━━ Document passage ━━

Human in the loop (HITL)- best practices for agentic worklows
Mini essays,  AI,  Code,  vue js

Human in the loop (HITL)- best practices for agentic worklows

Human in the loop gives the best of both worlds. Best practice in agentic workflow is testing, verification,quality assurance. You name it. Workflow agents are automatons and can significantly enhance productivity, but their true potential is unlocked when combined with a human-in-the-loop (HITL) approach. This ensures that the agent’s actions are verified and refined by human expertise, leading to better outcomes. In addition it provides a feedback loop for learning and enchancing workflow processes.

Why Use Workflow Agents with Human-in-the-Loop?

Enhanced accuracy

Agents may (or may not 🙂 ) on occasiona misinterpret instructions or context and provider infered data that is not what we wanted it to. Human verification ensures that errors are caught early and adjusted for the future maintaining high accuracy and instant improvment.

━━━

● **Exercise task**
Rewrite the passage of the workflow agents essay starting at "Agents may (or" and ending at "and instant improvment.", putting "Human review" in place of "Human verification". The entries that follow this text play no part in the work.

━━ Information given ━━

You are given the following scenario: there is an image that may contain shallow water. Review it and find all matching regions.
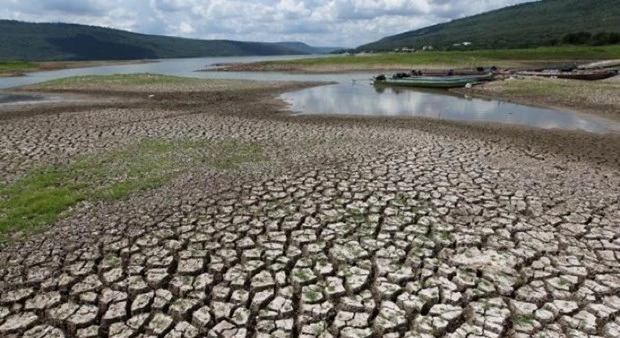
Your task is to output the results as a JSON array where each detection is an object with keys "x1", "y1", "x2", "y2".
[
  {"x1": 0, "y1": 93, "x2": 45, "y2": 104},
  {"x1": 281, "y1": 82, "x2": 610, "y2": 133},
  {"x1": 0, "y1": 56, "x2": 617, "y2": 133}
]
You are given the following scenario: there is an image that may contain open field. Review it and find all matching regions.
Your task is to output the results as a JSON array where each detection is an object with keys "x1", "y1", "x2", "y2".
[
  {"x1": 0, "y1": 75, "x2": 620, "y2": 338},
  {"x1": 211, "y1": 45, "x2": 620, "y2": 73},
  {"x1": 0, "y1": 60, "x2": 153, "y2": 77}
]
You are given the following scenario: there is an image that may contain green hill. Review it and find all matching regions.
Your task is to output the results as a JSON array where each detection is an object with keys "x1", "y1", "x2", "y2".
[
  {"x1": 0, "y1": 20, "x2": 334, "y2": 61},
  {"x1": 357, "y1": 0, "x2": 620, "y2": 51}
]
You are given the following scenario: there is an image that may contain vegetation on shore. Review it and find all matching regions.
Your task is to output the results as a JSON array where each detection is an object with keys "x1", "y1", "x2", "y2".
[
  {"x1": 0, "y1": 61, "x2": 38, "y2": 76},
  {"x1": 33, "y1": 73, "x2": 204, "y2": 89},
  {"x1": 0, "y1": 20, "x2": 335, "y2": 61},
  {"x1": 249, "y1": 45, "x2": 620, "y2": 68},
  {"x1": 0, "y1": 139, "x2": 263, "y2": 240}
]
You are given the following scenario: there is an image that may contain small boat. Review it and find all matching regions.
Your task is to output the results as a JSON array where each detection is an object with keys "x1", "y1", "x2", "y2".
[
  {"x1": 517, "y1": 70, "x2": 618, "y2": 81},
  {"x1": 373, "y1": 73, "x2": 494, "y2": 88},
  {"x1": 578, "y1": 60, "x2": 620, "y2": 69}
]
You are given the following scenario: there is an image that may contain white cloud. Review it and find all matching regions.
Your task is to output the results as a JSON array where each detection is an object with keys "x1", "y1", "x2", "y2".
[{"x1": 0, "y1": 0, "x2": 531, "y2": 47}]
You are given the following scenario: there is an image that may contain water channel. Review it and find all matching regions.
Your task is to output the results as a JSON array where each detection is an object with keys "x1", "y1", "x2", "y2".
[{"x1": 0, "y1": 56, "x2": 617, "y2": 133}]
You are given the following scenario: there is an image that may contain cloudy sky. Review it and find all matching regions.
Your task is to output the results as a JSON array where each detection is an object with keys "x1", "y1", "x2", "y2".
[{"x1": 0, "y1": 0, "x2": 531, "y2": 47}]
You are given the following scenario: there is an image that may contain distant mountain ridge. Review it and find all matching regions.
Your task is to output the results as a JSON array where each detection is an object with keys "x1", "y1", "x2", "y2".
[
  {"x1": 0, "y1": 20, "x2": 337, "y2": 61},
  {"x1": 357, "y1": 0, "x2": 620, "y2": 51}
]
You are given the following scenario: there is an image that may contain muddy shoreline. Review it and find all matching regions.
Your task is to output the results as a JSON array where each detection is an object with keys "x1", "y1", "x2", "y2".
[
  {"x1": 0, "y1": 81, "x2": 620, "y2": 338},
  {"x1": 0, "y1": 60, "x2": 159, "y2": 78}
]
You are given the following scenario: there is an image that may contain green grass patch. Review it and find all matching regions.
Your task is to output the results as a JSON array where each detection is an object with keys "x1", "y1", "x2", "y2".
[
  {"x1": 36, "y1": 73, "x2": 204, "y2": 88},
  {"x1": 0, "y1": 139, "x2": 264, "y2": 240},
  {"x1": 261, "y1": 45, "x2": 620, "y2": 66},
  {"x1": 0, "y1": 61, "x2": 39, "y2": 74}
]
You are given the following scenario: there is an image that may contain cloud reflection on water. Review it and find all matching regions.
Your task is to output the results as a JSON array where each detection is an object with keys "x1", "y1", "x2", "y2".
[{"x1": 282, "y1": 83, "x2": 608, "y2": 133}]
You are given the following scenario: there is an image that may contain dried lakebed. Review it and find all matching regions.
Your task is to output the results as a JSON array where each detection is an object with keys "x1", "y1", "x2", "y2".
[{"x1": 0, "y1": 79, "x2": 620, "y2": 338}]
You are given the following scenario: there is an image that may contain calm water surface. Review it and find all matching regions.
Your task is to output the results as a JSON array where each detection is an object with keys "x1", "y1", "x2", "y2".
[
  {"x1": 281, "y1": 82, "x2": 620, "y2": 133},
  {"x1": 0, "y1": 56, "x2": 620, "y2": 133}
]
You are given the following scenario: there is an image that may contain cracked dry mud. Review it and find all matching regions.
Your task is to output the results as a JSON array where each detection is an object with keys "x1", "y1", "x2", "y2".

━━━

● **Reply**
Agents may (or may not 🙂 ) on occasiona misinterpret instructions or context and provider infered data that is not what we wanted it to. Human review ensures that errors are caught early and adjusted for the future maintaining high accuracy and instant improvment.